- Task set:
1: Do the following statements agree with the sushi recipe? For each, answer yes or no and quote the deciding words.
(a) The nori sheet goes on the mat shiny-side up.
(b) The rice is patted out in a 1cm thick layer.
(c) A grown-up cuts the rolled sushi into slices.
2: Answer these questions from the sushi recipe:
(a) How much time does the recipe take?
(b) How many ingredients does it list?
(c) Which fillings were used here?

- Page text:
━━━━━━━━━━

SIMPLE SUSHI
Kids can help with this Japanese dish. They can help cook the sticky rice and then roll and assemble the pieces with their preferred ingredients
Provided by Barney Desmazery
Categories Lunch
Time 55m
Yield Makes enough sushi for 6 as a main, or 4 with leftovers for lunchboxes
Number Of Ingredients 11
Steps:
- KIDS the writing in bold is for you. ADULTS the rest is for you. TO MAKE SUSHI ROLLS: Pat out some rice. Lay a nori sheet on the mat, shiny-side down. Dip your hands in the vinegared water, then pat handfuls of rice on top in a 1cm thick layer, leaving the furthest edge from you clear.
- Spread over some Japanese mayonnaise. Use a spoon to spread out a thin layer of mayonnaise down the middle of the rice.
- Add the filling. Get your child to top the mayonnaise with a line of their favourite fillings - here we've used tuna and cucumber.
- Roll it up. Lift the edge of the mat over the rice, applying a little pressure to keep everything in a tight roll.
- Stick down the sides like a stamp. When you get to the edge without any rice, brush with a little water and continue to roll into a tight roll.
- Wrap in cling film. Remove the mat and roll tightly in cling film before a grown-up cuts the sushi into thick slices, then unravel the cling film.

━━━━━━━━━━

- Dataset:
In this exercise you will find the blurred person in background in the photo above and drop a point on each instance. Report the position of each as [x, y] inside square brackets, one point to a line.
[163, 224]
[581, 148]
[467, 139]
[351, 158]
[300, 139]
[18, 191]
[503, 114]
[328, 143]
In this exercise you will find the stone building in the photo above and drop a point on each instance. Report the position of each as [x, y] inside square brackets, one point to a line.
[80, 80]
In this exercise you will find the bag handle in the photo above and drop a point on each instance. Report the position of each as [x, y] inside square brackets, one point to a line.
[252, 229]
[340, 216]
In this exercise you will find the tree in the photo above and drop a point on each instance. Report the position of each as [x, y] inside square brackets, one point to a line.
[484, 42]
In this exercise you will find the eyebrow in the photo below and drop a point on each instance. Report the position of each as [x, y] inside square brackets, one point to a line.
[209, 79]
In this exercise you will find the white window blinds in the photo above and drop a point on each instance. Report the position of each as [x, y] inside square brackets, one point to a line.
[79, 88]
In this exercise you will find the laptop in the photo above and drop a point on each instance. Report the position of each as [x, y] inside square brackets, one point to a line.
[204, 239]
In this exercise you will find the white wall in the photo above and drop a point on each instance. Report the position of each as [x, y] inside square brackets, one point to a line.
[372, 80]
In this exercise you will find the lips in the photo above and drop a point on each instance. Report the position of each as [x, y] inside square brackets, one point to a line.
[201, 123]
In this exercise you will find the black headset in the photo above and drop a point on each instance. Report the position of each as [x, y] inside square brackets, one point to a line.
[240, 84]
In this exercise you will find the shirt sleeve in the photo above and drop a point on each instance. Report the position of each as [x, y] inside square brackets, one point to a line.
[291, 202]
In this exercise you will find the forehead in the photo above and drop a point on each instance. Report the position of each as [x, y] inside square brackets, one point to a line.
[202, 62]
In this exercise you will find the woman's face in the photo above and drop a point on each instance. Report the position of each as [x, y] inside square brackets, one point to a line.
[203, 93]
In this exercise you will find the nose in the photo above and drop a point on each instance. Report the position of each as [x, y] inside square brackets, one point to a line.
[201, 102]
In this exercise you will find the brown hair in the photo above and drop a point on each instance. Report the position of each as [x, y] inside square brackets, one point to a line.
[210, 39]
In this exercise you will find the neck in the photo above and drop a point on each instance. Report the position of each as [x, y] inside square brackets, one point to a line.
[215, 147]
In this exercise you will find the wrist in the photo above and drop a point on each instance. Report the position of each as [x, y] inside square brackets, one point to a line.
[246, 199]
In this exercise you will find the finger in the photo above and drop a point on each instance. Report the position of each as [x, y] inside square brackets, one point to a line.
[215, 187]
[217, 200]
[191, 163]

━━━━━━━━━━

- Solutions to the tasks:
1:
(a) No: "Lay a nori sheet on the mat, shiny-side down."
(b) Yes: "pat handfuls of rice on top in a 1cm thick layer"
(c) Yes: "before a grown-up cuts the sushi into thick slices"

2:
(a) 55m
(b) 11
(c) Tuna and cucumber